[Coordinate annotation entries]
## Start

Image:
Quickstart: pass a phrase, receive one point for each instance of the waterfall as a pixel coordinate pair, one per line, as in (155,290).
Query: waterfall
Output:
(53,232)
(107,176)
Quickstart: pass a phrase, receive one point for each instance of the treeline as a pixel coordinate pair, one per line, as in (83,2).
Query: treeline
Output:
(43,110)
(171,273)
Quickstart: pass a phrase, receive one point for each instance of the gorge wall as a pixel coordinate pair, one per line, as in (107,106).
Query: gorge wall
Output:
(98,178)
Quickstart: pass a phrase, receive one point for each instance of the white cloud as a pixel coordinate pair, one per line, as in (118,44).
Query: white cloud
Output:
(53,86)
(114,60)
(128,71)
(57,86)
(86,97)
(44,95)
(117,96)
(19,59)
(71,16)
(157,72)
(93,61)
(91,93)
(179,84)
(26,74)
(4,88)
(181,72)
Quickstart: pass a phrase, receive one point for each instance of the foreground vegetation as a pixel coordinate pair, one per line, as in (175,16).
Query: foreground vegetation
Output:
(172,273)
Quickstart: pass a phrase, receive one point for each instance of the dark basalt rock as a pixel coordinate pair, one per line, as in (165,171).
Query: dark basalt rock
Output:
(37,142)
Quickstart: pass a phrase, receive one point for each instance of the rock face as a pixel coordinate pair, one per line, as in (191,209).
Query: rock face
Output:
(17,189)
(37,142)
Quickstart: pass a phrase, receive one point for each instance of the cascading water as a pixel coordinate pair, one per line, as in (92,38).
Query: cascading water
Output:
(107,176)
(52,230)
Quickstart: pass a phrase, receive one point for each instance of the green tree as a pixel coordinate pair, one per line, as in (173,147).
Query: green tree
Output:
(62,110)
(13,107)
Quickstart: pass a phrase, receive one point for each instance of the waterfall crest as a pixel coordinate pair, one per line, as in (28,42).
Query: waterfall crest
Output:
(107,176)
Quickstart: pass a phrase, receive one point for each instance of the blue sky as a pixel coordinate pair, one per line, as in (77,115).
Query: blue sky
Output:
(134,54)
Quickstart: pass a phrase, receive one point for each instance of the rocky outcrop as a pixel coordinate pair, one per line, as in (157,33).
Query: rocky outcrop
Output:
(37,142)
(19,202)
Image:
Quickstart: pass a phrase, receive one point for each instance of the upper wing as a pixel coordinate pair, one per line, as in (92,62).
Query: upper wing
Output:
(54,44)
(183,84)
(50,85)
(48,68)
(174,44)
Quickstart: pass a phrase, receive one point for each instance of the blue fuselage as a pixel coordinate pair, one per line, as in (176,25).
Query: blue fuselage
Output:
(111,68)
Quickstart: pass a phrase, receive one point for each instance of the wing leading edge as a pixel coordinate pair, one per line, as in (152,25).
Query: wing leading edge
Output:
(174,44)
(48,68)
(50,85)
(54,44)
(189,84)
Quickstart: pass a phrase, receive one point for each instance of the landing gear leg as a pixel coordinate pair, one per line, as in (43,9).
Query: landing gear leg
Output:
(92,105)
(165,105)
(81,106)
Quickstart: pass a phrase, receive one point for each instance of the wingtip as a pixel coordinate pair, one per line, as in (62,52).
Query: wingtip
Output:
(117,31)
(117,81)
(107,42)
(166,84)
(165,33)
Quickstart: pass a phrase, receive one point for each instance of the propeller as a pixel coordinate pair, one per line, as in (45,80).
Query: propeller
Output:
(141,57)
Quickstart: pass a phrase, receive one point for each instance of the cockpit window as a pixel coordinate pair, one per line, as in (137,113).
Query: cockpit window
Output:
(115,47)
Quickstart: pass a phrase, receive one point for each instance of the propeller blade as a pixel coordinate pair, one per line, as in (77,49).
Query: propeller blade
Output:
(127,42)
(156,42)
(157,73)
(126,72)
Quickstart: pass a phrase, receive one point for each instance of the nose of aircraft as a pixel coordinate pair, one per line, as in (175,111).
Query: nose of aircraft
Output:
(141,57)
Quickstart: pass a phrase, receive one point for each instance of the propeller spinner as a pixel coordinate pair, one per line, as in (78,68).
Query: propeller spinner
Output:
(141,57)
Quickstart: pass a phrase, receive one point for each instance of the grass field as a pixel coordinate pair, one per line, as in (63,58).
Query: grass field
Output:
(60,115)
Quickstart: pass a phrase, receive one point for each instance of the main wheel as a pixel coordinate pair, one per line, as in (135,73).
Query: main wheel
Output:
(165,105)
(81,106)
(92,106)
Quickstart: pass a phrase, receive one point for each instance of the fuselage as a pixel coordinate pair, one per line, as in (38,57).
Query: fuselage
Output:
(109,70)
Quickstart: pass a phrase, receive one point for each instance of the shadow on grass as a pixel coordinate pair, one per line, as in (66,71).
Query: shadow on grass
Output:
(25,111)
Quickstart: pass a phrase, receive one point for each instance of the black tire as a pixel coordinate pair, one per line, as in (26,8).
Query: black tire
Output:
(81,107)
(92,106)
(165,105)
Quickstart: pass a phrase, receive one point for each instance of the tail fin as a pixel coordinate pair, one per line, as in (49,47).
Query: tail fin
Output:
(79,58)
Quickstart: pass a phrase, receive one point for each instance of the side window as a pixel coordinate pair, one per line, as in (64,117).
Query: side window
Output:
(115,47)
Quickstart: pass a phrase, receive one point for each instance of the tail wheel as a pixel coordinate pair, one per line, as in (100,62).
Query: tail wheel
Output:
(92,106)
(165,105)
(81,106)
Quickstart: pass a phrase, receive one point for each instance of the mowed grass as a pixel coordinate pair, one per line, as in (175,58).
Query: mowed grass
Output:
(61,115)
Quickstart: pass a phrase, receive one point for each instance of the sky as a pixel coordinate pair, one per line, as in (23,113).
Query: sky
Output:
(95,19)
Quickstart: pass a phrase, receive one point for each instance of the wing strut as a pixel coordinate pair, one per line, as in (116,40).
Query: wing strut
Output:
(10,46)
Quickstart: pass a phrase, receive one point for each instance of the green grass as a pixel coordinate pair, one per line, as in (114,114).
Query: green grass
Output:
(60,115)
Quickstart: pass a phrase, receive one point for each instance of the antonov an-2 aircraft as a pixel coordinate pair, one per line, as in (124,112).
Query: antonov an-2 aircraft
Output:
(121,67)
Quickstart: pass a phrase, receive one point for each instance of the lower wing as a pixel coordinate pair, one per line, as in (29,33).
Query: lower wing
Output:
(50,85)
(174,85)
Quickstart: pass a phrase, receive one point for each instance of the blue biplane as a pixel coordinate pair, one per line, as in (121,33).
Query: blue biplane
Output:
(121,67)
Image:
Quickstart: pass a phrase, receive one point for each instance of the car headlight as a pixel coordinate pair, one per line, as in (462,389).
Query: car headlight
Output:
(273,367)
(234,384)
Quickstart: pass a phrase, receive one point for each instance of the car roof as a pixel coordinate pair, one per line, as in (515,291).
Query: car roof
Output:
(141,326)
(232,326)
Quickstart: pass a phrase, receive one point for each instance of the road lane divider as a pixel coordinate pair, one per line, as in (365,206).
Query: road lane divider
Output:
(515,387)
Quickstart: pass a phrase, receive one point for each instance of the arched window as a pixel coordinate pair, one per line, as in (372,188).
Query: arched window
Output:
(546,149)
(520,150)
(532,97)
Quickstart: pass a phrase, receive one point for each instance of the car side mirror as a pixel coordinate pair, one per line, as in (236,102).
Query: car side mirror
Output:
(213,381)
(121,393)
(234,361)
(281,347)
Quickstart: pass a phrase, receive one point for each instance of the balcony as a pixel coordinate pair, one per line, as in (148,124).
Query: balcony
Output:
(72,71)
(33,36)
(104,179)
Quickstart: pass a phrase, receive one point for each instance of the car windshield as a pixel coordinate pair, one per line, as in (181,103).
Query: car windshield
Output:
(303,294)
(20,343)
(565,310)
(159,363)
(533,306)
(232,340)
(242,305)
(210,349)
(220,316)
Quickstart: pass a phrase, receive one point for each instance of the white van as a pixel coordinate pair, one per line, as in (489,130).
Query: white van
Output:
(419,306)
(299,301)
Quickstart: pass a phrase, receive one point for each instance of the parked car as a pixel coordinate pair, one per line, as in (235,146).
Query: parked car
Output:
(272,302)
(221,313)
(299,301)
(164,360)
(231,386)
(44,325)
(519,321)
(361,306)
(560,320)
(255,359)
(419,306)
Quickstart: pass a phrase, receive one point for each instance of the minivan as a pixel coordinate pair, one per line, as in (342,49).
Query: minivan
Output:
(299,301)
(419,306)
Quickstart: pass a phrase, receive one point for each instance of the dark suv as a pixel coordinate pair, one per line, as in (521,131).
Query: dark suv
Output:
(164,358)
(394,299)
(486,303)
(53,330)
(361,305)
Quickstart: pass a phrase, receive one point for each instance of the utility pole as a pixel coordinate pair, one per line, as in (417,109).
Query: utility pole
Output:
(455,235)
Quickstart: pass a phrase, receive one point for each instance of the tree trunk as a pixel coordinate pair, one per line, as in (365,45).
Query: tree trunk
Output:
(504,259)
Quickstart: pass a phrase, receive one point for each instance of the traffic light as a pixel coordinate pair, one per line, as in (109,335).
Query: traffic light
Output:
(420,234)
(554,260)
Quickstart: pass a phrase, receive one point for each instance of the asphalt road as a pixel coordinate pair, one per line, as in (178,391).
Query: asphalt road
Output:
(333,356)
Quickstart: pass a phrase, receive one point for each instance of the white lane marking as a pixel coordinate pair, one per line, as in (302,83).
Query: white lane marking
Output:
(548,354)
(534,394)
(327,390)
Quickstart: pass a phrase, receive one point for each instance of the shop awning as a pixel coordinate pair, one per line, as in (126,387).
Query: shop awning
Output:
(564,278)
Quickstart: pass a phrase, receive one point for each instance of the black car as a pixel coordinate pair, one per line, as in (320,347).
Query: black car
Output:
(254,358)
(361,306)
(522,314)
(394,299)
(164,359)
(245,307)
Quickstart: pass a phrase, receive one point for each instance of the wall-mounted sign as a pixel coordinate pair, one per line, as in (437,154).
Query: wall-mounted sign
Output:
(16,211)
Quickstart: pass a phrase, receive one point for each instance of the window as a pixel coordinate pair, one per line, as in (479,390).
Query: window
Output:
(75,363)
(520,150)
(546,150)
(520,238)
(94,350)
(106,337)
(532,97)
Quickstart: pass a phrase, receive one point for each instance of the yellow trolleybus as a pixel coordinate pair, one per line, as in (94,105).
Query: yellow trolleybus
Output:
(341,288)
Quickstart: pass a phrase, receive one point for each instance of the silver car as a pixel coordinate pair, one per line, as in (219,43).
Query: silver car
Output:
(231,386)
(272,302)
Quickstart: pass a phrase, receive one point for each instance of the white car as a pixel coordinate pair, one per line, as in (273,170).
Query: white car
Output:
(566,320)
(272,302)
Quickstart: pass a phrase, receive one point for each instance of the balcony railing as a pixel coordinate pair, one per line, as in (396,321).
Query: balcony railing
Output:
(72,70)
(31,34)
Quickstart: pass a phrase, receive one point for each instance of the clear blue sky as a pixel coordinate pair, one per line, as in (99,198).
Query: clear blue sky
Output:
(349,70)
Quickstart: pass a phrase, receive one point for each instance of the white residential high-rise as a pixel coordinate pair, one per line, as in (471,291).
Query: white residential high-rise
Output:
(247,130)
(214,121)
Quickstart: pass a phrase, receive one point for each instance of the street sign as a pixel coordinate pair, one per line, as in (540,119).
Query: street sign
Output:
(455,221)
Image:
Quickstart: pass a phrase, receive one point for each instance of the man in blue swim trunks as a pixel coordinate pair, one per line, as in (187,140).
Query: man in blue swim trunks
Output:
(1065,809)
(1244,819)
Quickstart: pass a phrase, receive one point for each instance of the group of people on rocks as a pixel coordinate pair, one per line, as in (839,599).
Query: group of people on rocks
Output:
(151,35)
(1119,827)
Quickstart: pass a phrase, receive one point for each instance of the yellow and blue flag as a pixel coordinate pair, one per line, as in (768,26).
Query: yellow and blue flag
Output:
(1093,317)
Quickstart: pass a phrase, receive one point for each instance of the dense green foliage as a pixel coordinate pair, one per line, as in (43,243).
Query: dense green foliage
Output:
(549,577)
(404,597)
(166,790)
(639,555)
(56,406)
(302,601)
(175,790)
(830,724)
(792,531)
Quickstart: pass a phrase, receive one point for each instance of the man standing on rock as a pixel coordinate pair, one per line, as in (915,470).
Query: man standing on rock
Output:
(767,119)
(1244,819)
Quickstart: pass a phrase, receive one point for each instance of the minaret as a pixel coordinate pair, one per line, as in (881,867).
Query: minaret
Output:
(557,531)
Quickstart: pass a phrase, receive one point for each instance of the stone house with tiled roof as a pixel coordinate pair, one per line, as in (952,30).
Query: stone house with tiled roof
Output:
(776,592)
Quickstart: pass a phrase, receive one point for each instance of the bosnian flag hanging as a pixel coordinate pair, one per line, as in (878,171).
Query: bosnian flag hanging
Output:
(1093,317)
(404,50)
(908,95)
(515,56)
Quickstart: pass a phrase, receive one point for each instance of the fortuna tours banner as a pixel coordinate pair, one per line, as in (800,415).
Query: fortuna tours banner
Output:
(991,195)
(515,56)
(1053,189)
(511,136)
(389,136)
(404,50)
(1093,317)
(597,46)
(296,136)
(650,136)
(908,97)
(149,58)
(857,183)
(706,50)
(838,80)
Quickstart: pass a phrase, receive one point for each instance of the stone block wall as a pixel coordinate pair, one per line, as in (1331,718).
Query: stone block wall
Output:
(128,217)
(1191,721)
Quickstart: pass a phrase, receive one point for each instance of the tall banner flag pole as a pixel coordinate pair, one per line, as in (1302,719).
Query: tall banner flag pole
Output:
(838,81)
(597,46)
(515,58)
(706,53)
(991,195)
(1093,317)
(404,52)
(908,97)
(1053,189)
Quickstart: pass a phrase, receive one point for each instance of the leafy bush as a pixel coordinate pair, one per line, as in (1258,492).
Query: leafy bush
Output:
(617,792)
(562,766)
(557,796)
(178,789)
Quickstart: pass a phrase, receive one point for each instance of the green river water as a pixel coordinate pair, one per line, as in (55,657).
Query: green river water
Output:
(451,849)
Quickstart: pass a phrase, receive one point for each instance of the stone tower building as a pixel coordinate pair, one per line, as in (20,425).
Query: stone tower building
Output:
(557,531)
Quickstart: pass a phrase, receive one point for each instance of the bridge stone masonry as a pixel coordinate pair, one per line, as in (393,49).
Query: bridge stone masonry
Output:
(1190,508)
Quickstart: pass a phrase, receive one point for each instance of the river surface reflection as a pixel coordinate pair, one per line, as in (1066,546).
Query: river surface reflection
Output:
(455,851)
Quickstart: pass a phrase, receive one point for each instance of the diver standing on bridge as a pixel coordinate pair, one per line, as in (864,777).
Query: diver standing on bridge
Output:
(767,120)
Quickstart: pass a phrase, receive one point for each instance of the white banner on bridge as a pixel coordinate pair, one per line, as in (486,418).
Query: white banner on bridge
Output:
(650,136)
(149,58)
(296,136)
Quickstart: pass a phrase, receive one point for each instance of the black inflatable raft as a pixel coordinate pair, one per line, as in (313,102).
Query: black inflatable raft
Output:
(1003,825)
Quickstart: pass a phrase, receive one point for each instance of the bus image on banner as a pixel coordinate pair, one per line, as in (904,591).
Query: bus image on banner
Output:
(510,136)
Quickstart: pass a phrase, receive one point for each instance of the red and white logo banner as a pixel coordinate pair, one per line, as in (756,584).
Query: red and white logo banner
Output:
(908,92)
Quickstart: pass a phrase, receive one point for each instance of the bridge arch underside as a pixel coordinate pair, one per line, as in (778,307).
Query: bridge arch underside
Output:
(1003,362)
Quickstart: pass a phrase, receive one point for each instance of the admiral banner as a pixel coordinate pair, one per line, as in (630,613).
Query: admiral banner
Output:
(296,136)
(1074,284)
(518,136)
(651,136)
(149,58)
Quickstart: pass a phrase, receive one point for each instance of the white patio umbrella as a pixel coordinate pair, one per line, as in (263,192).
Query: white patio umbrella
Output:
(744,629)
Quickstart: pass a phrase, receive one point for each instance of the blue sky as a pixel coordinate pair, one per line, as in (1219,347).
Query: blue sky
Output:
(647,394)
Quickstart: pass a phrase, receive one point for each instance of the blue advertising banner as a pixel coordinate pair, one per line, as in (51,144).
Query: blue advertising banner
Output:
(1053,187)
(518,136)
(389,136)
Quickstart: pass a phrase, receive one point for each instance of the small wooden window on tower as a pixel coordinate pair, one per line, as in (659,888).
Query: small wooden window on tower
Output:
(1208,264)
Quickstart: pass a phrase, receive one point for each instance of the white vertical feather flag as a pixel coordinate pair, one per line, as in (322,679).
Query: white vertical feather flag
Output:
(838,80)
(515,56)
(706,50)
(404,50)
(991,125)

## End

__What this task involves__. Repeat the line containing "as in (778,307)." and all subsequent lines through the final line of the data, exactly and with no others.

__Solution for this exercise__.
Quickstart: pass a phrase, receive one point for each instance of the bridge arch underside as a pixel coordinate pair, one per line, as in (778,307).
Query: bridge arch underside
Output:
(1003,362)
Quickstart: pass a phrase, receive one point for each instance of the admiral banner as a pixel coordinate pair, one per line, as in (630,613).
Query: admiral banner
Output:
(296,136)
(1074,284)
(518,136)
(651,136)
(149,58)
Quickstart: pass a phrase, receive one point for each instance of the white patio umbrella as a pixel coordinate pair, one per line, as in (263,192).
Query: white patio umbrella
Output:
(744,629)
Quickstart: pass a phrase, receive one point for each instance of the blue sky as a pixel coordinate pair, one per line, as in (1219,347).
Query: blue sky
Output:
(647,394)
Quickstart: pass a phrase, receive one point for each instance of the blue advertising banner as a pixel coordinate pair, one per line, as in (51,144).
Query: blue advertising banner
Output:
(1053,187)
(518,136)
(389,136)
Quickstart: pass a phrase, receive one point for each instance of the small wooden window on tower as a pixel coordinate pair, one per line, as in (659,888).
Query: small wooden window on tower
Output:
(1208,264)
Quickstart: pass a phrase, receive one point for each instance of the white vertical feather flag as a pixel coordinate pair, one per line, as in (322,679).
Query: white vertical feather flag
Output:
(838,80)
(515,56)
(706,50)
(404,50)
(991,125)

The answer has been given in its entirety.